> [Exercise set]
(a) In the regex tutorial, what does the letter g added at the end of a regular expression stand for?
(b) Please set down the passage of the regex tutorial from "October 24, 2018Like" up to and including "and learn it!".
(c) Using the regex tutorial, explain why the pattern /[ -~]/ can be used to match special characters.

> [Source text]
......
RegEx in 20 minutes..
On your marks, get set, GO!
October 24, 2018Like any ex, regex evokes emotion. Some good some bad, but always both... Lot's of jokes and puns in here, but the truth is, we will inevitably have to learn how to use Regular Expressions. So buckle up, sit up straight and learn it!
On Your Marks
The forward slashes /
simply define the beginning and ending of your regular expression like your curly brackets in programming {}
or your quotes in a string "blah blah blah."
In JavaScript, the slashes allow you to put the RegEx directly into other JavaScript intrinsic functions like the replace
or search
functions.
A RegEx will work on 1 character at a time. If you want it to work for every character (of course you always do!), then add a g
at the end for 'global.' ۞
//javascript RegEx example of replacing all the 1s with 2s
var s1 = 's1111111';
var rx = /1/g;
s2 = s1.replace(rx, '2');
alert(s2);
Get Set
The square brackets []
say match any of the patterns identified inside of me - unless there is a hat symbol ^
inside of the brackets which is a NOT symbol meaning don't match me.
This is somewhat confusing because the hat symbol ^
also means start of line when it is outside the brackets like /^[0-9]/
- Dumb - I know. ۞
Ranges The dash -
denotes a range but if you aren't careful, it will just mean a '-' character.
Ranges work for any ascii table ranges like numbers, letters and other type-able characters. For example, the regex /[a-zA-Z]/
says you are testing for any upper or lower case letters. If you want to match special characters like cartoon cussing: !@#$%, then you can use them specifically, but you will probably have to either escape them or use them in an range like this:
/[ -~]/
Let's break that down. The slashes and the brackets are just the containers and the -~
is a range between space ' ' and tilde ~ which includes every printable character.
......
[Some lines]
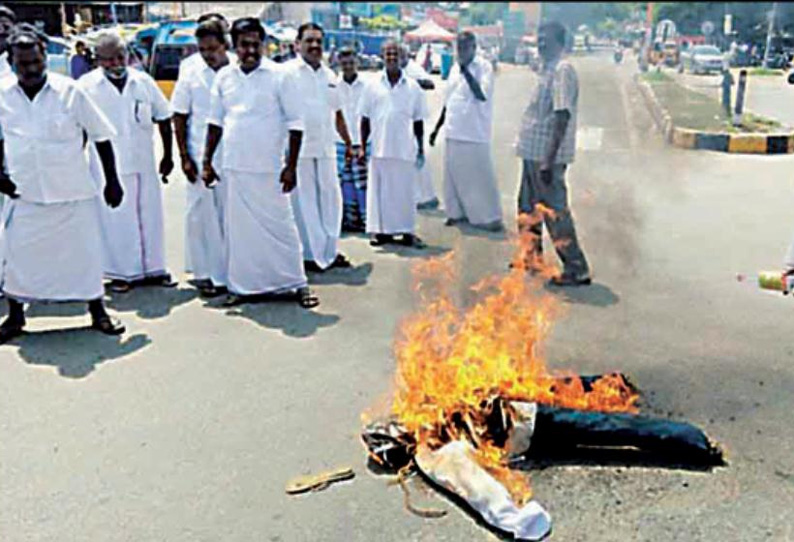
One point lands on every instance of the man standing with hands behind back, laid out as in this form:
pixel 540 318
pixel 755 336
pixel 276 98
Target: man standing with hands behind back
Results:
pixel 134 232
pixel 205 254
pixel 546 144
pixel 470 191
pixel 51 248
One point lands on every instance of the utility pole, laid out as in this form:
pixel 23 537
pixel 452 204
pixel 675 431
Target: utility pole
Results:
pixel 770 31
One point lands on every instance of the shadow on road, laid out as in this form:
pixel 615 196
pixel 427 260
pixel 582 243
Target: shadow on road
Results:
pixel 354 276
pixel 76 352
pixel 287 317
pixel 597 295
pixel 151 303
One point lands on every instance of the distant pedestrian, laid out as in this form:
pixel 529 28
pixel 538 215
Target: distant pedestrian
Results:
pixel 352 173
pixel 546 144
pixel 79 63
pixel 470 191
pixel 393 109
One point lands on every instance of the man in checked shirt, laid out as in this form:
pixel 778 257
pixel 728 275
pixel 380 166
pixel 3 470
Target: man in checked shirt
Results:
pixel 546 144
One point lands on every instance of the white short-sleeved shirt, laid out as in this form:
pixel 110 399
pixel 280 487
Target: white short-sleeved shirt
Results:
pixel 319 101
pixel 469 119
pixel 43 139
pixel 557 89
pixel 255 111
pixel 191 97
pixel 349 96
pixel 392 111
pixel 133 113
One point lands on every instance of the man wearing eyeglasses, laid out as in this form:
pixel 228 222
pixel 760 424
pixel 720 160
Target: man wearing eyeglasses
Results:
pixel 133 233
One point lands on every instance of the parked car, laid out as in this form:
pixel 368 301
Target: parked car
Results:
pixel 702 59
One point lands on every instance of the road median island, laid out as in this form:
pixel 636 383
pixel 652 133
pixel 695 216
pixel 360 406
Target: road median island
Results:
pixel 692 120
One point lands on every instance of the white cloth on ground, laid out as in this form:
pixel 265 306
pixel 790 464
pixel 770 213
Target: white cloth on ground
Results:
pixel 317 204
pixel 453 468
pixel 265 254
pixel 51 251
pixel 206 254
pixel 391 208
pixel 132 233
pixel 470 189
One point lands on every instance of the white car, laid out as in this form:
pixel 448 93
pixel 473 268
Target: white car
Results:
pixel 702 59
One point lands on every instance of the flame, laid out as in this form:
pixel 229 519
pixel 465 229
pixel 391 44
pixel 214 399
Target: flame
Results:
pixel 451 360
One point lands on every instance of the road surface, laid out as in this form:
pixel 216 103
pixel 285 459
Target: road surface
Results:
pixel 188 428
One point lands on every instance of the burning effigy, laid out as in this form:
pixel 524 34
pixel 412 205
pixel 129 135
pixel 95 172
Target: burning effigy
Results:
pixel 473 397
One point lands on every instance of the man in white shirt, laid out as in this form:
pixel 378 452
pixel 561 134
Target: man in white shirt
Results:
pixel 317 200
pixel 352 174
pixel 205 254
pixel 134 232
pixel 253 106
pixel 393 110
pixel 424 193
pixel 470 191
pixel 51 247
pixel 7 20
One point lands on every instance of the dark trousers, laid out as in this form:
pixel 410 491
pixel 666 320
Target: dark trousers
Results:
pixel 555 213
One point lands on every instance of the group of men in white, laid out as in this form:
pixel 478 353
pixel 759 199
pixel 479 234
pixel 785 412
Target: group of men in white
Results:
pixel 262 145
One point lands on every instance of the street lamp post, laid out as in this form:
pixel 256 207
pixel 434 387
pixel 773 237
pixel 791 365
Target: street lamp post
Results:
pixel 769 32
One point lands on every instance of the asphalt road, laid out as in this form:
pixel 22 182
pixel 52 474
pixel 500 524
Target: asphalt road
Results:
pixel 188 428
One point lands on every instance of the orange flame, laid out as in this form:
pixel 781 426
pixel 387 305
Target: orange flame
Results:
pixel 451 360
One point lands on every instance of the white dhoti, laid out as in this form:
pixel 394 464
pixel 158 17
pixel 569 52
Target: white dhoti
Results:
pixel 470 189
pixel 423 185
pixel 205 245
pixel 391 208
pixel 317 203
pixel 51 252
pixel 265 254
pixel 132 233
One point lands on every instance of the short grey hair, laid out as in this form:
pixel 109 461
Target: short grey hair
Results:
pixel 110 39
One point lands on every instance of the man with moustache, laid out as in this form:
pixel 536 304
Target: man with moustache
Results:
pixel 253 107
pixel 393 110
pixel 133 233
pixel 205 253
pixel 470 191
pixel 317 200
pixel 51 247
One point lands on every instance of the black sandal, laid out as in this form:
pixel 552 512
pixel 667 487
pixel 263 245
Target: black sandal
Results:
pixel 380 239
pixel 108 326
pixel 9 332
pixel 307 299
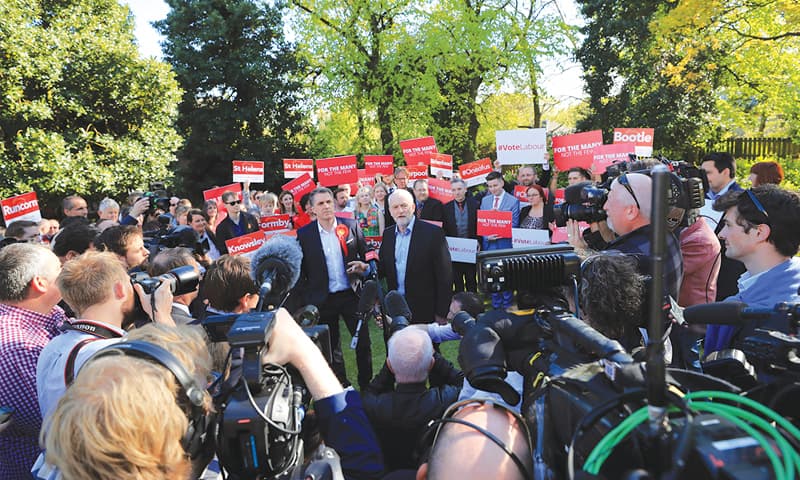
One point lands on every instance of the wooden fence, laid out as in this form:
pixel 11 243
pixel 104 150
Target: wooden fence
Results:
pixel 752 148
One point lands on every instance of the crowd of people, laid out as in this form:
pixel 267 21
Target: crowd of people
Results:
pixel 75 367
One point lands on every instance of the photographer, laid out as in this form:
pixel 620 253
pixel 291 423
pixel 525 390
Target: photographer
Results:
pixel 130 443
pixel 760 229
pixel 400 414
pixel 100 292
pixel 628 215
pixel 127 243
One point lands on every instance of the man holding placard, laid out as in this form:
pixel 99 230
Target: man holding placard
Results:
pixel 499 200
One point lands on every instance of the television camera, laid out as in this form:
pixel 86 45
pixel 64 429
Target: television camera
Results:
pixel 593 411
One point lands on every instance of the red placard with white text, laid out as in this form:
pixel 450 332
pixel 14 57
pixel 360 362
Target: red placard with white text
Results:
pixel 337 170
pixel 474 173
pixel 275 223
pixel 383 164
pixel 642 138
pixel 246 244
pixel 21 207
pixel 417 151
pixel 295 167
pixel 575 150
pixel 495 222
pixel 440 190
pixel 300 186
pixel 417 172
pixel 364 178
pixel 374 242
pixel 244 171
pixel 605 155
pixel 441 164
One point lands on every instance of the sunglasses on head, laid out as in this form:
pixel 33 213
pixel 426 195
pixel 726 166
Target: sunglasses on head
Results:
pixel 623 180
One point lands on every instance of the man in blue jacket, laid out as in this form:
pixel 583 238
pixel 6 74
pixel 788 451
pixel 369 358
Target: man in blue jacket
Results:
pixel 760 230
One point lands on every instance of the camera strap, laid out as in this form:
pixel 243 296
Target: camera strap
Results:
pixel 98 332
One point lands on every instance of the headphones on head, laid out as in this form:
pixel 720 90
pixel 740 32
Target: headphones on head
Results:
pixel 200 422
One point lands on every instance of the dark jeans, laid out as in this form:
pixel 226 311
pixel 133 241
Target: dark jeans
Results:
pixel 345 304
pixel 464 277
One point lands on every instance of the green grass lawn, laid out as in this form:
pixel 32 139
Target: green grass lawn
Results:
pixel 448 349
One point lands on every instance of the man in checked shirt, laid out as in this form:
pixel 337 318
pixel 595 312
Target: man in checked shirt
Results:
pixel 29 318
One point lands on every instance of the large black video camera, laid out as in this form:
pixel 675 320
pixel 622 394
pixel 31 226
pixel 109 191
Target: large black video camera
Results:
pixel 184 280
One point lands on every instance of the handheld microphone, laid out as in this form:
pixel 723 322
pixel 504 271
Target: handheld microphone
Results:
pixel 397 309
pixel 276 267
pixel 369 293
pixel 725 313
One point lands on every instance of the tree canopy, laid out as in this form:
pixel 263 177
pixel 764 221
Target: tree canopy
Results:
pixel 80 112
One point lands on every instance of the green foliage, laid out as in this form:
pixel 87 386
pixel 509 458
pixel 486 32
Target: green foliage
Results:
pixel 623 67
pixel 241 88
pixel 80 112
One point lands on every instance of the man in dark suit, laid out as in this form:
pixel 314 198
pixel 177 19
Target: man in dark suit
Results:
pixel 720 168
pixel 415 260
pixel 427 208
pixel 236 224
pixel 461 220
pixel 401 182
pixel 333 264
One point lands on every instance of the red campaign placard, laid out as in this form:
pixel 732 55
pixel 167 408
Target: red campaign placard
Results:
pixel 560 233
pixel 300 186
pixel 365 178
pixel 417 151
pixel 21 207
pixel 383 164
pixel 374 243
pixel 605 155
pixel 642 138
pixel 337 171
pixel 417 172
pixel 295 167
pixel 245 171
pixel 575 150
pixel 495 222
pixel 441 164
pixel 440 190
pixel 275 223
pixel 246 244
pixel 474 173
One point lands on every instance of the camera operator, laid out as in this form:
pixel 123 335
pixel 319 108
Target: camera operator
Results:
pixel 100 292
pixel 628 210
pixel 170 259
pixel 130 442
pixel 400 414
pixel 760 229
pixel 127 243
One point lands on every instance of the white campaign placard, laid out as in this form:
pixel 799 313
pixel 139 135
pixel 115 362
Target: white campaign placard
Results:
pixel 517 147
pixel 528 237
pixel 462 250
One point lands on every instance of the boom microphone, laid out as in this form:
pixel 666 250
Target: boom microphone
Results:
pixel 725 313
pixel 276 266
pixel 369 293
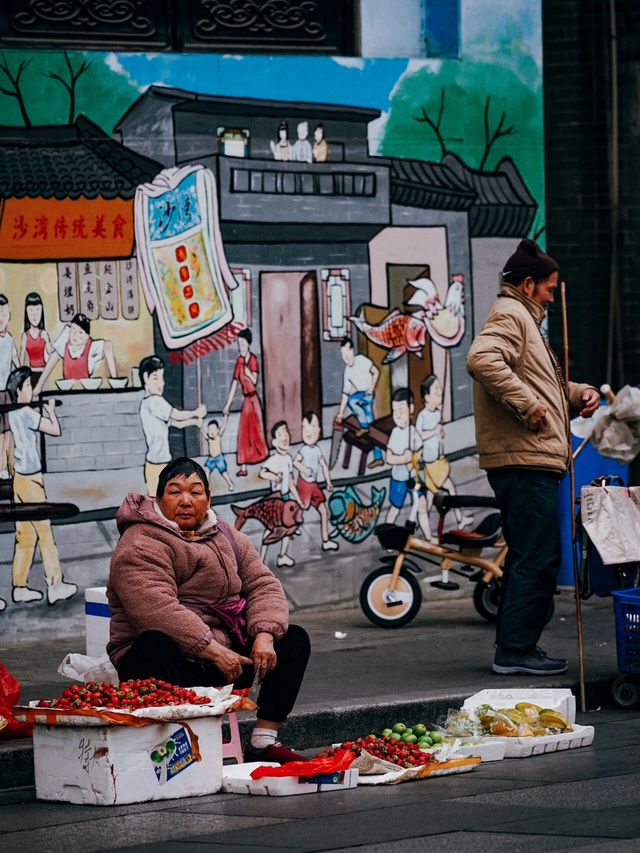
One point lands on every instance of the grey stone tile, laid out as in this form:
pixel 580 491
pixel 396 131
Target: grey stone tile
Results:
......
> [Responses for each task]
(a) It stands for "global," which makes the RegEx work for every character.

(b)
October 24, 2018Like any ex, regex evokes emotion. Some good some bad, but always both... Lot's of jokes and puns in here, but the truth is, we will inevitably have to learn how to use Regular Expressions. So buckle up, sit up straight and learn it!

(c) The slashes and brackets in /[ -~]/ are only containers. The -~ inside is a range between the space character and the tilde, and that range includes every printable character.